### [Problem details]
Omit all images. Write out the rest of the material exactly.

### [Available data]
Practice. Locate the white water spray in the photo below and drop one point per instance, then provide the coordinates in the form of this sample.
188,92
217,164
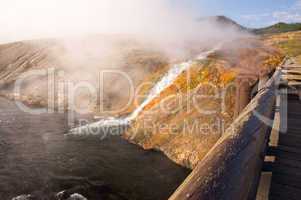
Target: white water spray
176,70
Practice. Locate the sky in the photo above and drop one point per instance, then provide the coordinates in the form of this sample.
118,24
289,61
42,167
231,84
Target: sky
253,13
33,19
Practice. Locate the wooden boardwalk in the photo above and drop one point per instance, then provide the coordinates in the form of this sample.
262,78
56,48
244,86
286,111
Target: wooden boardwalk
286,169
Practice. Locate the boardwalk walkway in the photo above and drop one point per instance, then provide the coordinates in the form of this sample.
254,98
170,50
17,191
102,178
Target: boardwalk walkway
286,169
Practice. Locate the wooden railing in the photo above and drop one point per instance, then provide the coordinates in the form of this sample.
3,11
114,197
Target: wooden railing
231,169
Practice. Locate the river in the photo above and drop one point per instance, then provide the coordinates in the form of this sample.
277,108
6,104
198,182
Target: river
36,159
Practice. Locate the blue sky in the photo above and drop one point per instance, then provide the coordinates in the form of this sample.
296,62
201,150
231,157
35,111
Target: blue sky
253,13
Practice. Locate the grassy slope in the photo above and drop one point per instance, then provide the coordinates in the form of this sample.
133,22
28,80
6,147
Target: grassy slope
279,28
289,43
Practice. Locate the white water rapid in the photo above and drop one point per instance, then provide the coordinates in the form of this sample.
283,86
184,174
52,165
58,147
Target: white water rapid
166,81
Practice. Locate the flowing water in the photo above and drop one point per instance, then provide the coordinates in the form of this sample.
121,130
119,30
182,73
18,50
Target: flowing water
36,159
165,82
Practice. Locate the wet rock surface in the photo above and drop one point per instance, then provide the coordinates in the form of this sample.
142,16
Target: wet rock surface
38,162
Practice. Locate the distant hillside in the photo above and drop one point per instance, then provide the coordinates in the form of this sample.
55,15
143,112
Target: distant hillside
225,21
279,28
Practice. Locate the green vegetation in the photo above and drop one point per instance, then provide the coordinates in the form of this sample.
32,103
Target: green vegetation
279,28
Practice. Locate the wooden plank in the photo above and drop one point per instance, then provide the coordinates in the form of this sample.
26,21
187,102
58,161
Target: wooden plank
232,168
285,191
284,178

### [Final answer]
Practice. Locate the white water spray in the photo below and drop one point per instance, then provide the coordinates in the form of this sample.
188,92
217,164
Target: white water spray
176,70
Practice. Locate the sky in the photo above and drop one point per instance, then provide the coordinates in the form of this sample.
118,24
289,61
42,167
231,84
Target: sky
253,13
33,19
Practice. Locate the wooden boardwalk in the photo above and drop one point per instance, then provide the coordinates in the form of this sample.
262,78
56,48
244,86
286,111
Target: wooden boardwalk
286,169
Practice. Locate the boardwalk walkway in the photo above and drop one point per instance, then provide the coordinates in the form of this sample.
254,98
170,50
17,191
102,178
Target: boardwalk walkway
286,169
Practice. Locate the wooden railing in the photo above and drop one point per instance, then provide the coordinates in the form of this sample.
3,11
114,197
Target: wooden railing
231,169
Practice. Locate the river in the photo above and drop one point per instance, then provide the coordinates in the form of this sample.
277,108
6,104
198,182
Target: river
36,159
Practice. Locate the blue sky in the photo above and drop one point per instance, then provide the coordinates in the form of this sample.
296,62
201,150
231,157
35,111
Target: blue sky
253,13
Practice. Locate the grassy slope in the photo above and drop one point per instance, then provide the coordinates in the form of this sample.
133,22
28,80
6,147
Target: grassy slope
279,28
289,43
Practice. Locate the white water rapid in the photo above and drop one point per instance, then provide the coordinates in the form of this sample.
283,86
184,174
52,165
58,147
Target: white water rapid
166,81
Practice. Locate the flowing water in the photo above and drop one point per instance, then provide the coordinates in the form of this sample.
121,130
119,30
182,73
18,50
Target: flowing water
36,159
165,82
Practice. Locate the wet rock surface in the photo above and drop one point per instance, then provide the coordinates in the form of this sample.
142,16
Target: wet rock surface
38,162
Practice. Locate the distant hillside in the photo above and drop one point per instance, then provide the coordinates in the form of this sample.
55,15
143,112
Target: distant hillside
225,21
279,28
Practice. Locate the green vegetation in the photo above and drop one point per instance, then provide the coordinates in the form of this sample.
32,103
Target: green vegetation
279,28
Practice. Locate the wooden plank in the photo above and drop one point per instance, then provide the coordinates in the form of this sample.
26,21
187,102
58,161
Target: wooden plank
232,168
285,191
284,178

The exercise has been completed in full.